Instruction:
Convert every line of the entries below into a Markdown table with the columns "No." and "Line," numbering each row and skipping blank lines. Leave the pictures out of the answer.

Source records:
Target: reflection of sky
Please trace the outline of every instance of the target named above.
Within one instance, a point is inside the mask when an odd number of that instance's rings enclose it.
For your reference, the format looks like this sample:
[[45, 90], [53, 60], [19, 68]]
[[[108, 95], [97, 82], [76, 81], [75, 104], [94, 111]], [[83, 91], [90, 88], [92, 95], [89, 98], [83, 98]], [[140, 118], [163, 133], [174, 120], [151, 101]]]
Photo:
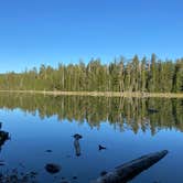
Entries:
[[[0, 110], [2, 129], [9, 131], [11, 140], [2, 147], [1, 159], [7, 168], [18, 166], [21, 162], [29, 169], [41, 173], [41, 180], [51, 181], [52, 176], [44, 172], [47, 162], [62, 165], [61, 176], [77, 175], [80, 183], [97, 177], [104, 170], [110, 170], [123, 162], [142, 154], [168, 149], [170, 153], [158, 164], [139, 175], [132, 182], [152, 181], [180, 182], [183, 179], [180, 169], [182, 160], [182, 133], [175, 130], [160, 130], [151, 136], [150, 130], [137, 134], [131, 130], [120, 131], [108, 122], [103, 121], [99, 128], [90, 128], [85, 121], [83, 125], [67, 119], [58, 121], [56, 116], [41, 119], [22, 112], [20, 109]], [[82, 155], [75, 157], [74, 139], [72, 134], [80, 133]], [[106, 151], [98, 151], [98, 144], [107, 147]], [[52, 153], [44, 152], [53, 150]], [[71, 158], [66, 158], [71, 155]], [[4, 166], [6, 168], [6, 166]], [[175, 170], [172, 177], [172, 170]], [[158, 179], [158, 180], [157, 180]]]

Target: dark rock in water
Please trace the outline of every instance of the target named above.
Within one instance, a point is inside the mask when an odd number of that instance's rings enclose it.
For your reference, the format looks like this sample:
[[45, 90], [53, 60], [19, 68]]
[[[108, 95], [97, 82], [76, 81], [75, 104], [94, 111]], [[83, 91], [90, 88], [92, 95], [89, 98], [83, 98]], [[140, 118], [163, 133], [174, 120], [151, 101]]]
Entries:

Solution:
| No. | Line |
|---|---|
| 1 | Target: reflection of sky |
| 2 | Please trace the outline of every instance of the target named above. |
| 3 | Within one instance, a point is inside the mask when an odd number of that instance's rings enclose it. |
| 4 | For your reference, the format looks like this sample: |
| 5 | [[45, 90], [53, 60], [19, 68]] |
| 6 | [[[108, 95], [97, 82], [76, 81], [75, 104], [94, 111]], [[83, 91], [90, 88], [92, 95], [89, 98], [83, 98]], [[140, 118], [163, 133], [174, 120], [151, 101]]] |
| 7 | Photo: |
| 8 | Entries: |
| 9 | [[[0, 110], [2, 129], [9, 131], [11, 140], [2, 147], [1, 159], [7, 168], [18, 166], [21, 162], [29, 169], [41, 173], [41, 180], [51, 181], [52, 176], [44, 172], [47, 162], [62, 165], [61, 176], [77, 175], [80, 183], [97, 177], [104, 170], [110, 170], [123, 162], [142, 154], [168, 149], [170, 153], [158, 164], [139, 175], [132, 182], [152, 181], [180, 182], [183, 179], [180, 169], [182, 160], [182, 133], [175, 130], [160, 130], [151, 136], [150, 130], [137, 134], [131, 130], [120, 131], [108, 122], [103, 121], [99, 128], [90, 128], [85, 121], [83, 125], [67, 119], [58, 121], [56, 116], [41, 119], [22, 112], [20, 109]], [[82, 155], [75, 157], [74, 139], [72, 134], [80, 133]], [[106, 151], [98, 151], [98, 144], [107, 147]], [[52, 153], [44, 152], [53, 150]], [[71, 158], [66, 158], [71, 155]], [[4, 166], [6, 168], [6, 166]], [[175, 170], [172, 177], [172, 170]], [[158, 179], [158, 180], [157, 180]]] |
| 10 | Target: dark rock in water |
| 11 | Please trace the outline of every instance of the target named above. |
| 12 | Within one instance, a point is inside the mask when an odd number of that instance's rings enclose it. |
| 13 | For your reference, the format looks like this sample: |
| 14 | [[45, 90], [53, 60], [19, 68]] |
| 15 | [[[108, 95], [97, 82], [76, 81], [75, 104], [94, 111]], [[83, 91], [90, 88], [92, 95], [89, 98], [83, 98]], [[140, 118], [163, 133], [174, 120], [151, 101]]] |
| 16 | Entries: |